___ 本文 ___
ネクストキング 恋の千年王国:モテ男が次期国王になる不条理

ネクストキング
 
「土曜日はギャルゲーの日」復活!復ッ活ッ!ギャルゲーの日!復活ッ!…(以下うるさいので省略)

 と言う訳で、今日紹介するのは「ネクストキング恋の千年王国」です。1997年にバンダイから発売されたプレイステーション・セガサターン用用ゲームソフトで、企画、脚本、監督は「俺の屍を越えて行け」などの特異なシナリオのゲーム作りに定評のある桝田省治です。発売時のキャッチフレーズは「愛は惜しみなく奪い合え!」。

 ハーブランド王国の王様(キングヘンリー)が、次期国王を決定するにあたり、「女にもてるヤツが、つぎの王になるんじゃ」と言ったことをきっかけに、4人の王子が有権者となった12人の女の子の気持ちをつかみ、王の座を奪いあうというゲームですが、実は王様になれるかどうかよりも、自分に投票してくれた女の子の一人に告白してOKを貰う方が重要なようです。もちろん王の座を射止めた上で告白が成功すれば、王妃様誕生となるわけですが。

 一人でプレイすると、3人の王子はCPUが担当しますが、4人までのマルチプレイも可能となっています。CPUは正直ぬるいのでまともにやればほぼ王様になれますが、マルチプレイは血で血を洗う凄まじい抗争になりがちです。
___ 提供データ ___
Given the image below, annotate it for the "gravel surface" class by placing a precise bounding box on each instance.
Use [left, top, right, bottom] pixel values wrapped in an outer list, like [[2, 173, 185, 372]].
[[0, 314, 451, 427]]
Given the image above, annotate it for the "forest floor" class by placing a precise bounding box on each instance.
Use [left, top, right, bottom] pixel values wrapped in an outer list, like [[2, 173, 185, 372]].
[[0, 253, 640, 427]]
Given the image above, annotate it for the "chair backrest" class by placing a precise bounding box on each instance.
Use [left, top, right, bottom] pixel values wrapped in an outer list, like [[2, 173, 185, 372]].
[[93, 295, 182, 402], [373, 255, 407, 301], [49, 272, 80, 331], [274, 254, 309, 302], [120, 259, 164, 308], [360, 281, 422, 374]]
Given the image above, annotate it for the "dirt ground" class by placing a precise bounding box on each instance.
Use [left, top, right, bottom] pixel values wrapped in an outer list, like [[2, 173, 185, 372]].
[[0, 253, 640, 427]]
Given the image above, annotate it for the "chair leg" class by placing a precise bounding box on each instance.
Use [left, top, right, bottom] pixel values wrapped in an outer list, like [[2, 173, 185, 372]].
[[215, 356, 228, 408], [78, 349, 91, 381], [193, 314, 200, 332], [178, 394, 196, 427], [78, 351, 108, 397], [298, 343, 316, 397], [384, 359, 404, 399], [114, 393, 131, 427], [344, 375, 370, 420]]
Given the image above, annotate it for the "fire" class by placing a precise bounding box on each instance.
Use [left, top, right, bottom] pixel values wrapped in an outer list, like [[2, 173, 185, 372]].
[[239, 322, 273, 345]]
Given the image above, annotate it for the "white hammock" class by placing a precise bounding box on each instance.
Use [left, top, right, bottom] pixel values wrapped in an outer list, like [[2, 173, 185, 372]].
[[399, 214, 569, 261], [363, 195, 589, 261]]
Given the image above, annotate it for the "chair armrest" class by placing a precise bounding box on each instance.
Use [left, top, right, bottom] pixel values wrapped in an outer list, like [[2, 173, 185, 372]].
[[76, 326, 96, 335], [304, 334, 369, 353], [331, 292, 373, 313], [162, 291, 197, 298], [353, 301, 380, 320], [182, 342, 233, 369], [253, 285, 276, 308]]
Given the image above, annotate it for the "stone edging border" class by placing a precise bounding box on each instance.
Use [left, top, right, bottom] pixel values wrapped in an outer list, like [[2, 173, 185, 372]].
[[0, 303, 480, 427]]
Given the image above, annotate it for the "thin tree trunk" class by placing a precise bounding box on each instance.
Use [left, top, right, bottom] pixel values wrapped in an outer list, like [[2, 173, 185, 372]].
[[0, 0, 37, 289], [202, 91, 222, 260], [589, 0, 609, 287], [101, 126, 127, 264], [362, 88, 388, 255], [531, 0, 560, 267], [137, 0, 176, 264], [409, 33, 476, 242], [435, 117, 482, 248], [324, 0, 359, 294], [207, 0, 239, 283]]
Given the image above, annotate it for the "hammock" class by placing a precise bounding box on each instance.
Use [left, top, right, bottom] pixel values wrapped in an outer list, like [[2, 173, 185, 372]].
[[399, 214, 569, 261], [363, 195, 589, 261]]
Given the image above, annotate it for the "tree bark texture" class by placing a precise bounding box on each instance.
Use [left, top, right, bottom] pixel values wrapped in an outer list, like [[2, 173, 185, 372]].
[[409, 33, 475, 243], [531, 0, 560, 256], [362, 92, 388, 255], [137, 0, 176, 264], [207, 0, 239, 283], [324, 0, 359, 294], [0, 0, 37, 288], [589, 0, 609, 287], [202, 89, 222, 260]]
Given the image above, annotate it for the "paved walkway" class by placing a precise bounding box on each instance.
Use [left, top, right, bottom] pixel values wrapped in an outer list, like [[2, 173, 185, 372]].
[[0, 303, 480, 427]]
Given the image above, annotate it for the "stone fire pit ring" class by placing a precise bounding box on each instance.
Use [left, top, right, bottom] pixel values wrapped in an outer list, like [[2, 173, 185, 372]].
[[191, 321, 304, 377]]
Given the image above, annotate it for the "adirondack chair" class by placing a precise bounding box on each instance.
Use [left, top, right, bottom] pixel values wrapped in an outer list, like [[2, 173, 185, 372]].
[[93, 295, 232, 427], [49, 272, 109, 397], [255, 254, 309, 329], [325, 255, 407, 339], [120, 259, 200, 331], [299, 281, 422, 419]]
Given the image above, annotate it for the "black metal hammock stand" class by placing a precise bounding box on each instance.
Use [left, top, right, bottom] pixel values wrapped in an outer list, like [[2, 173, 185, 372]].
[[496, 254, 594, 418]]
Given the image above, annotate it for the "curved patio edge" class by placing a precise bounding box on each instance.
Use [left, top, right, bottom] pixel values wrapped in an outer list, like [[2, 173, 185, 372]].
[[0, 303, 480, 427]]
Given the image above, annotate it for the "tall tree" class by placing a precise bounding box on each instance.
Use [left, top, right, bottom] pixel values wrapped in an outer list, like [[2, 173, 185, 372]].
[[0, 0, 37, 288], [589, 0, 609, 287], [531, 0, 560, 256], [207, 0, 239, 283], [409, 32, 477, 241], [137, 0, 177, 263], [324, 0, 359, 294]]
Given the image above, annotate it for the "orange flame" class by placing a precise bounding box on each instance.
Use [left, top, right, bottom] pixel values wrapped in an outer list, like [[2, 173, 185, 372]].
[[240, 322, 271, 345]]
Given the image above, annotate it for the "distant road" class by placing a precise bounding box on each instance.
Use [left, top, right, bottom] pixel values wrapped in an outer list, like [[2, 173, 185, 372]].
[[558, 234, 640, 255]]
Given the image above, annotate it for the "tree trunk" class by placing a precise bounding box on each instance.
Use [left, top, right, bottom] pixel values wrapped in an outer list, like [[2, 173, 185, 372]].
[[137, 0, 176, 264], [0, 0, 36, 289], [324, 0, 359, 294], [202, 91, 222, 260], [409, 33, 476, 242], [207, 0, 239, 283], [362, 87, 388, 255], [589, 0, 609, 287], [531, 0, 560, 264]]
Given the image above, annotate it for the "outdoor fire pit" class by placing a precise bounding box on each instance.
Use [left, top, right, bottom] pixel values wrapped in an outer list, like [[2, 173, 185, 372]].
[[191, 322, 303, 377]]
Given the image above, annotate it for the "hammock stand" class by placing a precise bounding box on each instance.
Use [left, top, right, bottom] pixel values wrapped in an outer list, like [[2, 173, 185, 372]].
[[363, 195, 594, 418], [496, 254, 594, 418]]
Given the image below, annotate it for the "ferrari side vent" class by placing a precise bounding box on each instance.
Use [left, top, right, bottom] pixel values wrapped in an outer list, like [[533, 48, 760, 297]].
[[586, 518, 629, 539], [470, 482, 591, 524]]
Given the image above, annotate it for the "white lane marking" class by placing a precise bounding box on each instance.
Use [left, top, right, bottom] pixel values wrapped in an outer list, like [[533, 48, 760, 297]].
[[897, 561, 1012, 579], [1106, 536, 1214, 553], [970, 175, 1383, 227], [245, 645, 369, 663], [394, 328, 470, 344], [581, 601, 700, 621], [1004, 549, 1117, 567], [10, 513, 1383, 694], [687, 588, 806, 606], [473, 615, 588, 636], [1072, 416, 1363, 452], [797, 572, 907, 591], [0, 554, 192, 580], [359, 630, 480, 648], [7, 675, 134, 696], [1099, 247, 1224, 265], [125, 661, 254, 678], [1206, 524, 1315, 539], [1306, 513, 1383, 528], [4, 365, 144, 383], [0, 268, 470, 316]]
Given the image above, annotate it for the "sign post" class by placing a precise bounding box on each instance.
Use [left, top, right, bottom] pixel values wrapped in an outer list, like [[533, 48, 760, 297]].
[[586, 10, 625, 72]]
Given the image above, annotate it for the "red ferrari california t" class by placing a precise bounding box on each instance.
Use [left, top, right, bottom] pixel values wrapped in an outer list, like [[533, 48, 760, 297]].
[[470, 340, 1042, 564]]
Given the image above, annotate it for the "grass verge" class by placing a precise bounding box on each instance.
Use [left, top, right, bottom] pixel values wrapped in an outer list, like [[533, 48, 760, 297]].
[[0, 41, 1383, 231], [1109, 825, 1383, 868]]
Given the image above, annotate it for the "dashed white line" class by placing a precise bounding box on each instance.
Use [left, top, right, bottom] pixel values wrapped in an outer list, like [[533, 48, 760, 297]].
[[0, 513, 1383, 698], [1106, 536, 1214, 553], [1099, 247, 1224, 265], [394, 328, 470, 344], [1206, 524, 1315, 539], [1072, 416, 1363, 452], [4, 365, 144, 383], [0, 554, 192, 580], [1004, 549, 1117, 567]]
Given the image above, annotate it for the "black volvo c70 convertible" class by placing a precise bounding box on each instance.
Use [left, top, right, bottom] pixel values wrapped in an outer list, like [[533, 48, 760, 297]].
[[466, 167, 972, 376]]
___
### 指示
- 1) 本文によると、4人の王子が12人の女の子の気持ちをつかもうと争うのはなぜか。1〜3文で説明せよ。
- 2) 本文で紹介されているゲームは、どの会社から発売されたか。
- 3) 本文の「一人でプレイすると、3人の王子はCPUが担当しますが、4人までのマルチプレイも可能となっています。」という文を英語に訳せ。

### 解答
- 1) ハーブランド王国の王様（キングヘンリー）が次期国王を決めるにあたり、「女にもてるヤツが、つぎの王になるんじゃ」と言ったからだ。これをきっかけに、王子たちは有権者となった12人の女の子の気持ちをつかみ、王の座を奪いあうことになった。

- 2) バンダイ。

- 3) When you play alone, three of the princes are handled by the CPU, but multiplayer with up to four players is also possible.